▶ DATA LISTING
>> Start

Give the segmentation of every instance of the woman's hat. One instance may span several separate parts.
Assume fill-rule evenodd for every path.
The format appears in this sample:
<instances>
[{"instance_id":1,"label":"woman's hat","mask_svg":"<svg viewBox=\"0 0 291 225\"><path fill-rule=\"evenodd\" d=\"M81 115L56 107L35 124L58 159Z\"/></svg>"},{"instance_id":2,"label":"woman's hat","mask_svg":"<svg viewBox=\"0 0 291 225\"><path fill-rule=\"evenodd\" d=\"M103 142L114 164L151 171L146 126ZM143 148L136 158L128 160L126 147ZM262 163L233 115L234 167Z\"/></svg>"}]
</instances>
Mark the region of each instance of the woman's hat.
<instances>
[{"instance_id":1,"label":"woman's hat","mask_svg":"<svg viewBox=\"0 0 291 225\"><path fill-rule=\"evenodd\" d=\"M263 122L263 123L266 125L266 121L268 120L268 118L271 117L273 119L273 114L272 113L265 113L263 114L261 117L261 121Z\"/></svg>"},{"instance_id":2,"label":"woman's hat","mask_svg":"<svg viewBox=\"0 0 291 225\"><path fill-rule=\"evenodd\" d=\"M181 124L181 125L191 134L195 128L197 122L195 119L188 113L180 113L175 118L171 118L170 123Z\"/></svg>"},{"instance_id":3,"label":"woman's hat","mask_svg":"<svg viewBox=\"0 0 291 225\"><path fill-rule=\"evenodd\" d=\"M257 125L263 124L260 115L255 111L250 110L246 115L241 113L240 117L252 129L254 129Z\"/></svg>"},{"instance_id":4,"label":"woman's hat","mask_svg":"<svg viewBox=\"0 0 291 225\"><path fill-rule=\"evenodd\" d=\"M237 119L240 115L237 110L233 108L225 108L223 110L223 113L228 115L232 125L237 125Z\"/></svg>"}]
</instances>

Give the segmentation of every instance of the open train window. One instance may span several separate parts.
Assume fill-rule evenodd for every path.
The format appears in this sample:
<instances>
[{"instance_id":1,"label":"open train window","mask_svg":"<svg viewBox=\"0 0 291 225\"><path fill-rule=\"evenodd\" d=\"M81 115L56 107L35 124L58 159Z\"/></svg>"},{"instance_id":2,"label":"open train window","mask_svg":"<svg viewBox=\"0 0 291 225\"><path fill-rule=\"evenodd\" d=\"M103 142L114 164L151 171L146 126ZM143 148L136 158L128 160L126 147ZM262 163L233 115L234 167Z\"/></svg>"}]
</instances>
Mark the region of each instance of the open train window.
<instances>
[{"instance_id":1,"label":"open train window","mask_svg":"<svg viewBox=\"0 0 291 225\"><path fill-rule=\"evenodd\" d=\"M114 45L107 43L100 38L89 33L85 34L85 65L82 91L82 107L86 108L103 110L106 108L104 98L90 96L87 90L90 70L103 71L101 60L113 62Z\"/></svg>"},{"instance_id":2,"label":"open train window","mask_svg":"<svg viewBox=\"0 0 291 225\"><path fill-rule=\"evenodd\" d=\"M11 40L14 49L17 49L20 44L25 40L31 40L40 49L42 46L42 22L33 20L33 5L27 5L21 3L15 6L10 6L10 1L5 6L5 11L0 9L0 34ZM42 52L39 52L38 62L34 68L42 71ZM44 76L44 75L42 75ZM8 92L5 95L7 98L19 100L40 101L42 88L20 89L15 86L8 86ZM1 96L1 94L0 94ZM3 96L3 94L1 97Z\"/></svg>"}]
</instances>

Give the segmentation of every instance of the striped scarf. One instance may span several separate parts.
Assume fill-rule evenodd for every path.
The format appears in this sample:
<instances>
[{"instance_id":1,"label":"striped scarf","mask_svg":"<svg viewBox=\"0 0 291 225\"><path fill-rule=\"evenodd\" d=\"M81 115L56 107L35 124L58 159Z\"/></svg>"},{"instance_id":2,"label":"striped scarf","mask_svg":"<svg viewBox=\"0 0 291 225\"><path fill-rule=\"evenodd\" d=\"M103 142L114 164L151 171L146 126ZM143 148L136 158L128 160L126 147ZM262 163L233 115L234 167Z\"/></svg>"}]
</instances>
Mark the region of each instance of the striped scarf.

>> End

▶ PROBLEM STATEMENT
Count the lines in the records above that contain the string "each", with case counting, and reply with the number alone.

▶ EXERCISE RESPONSE
3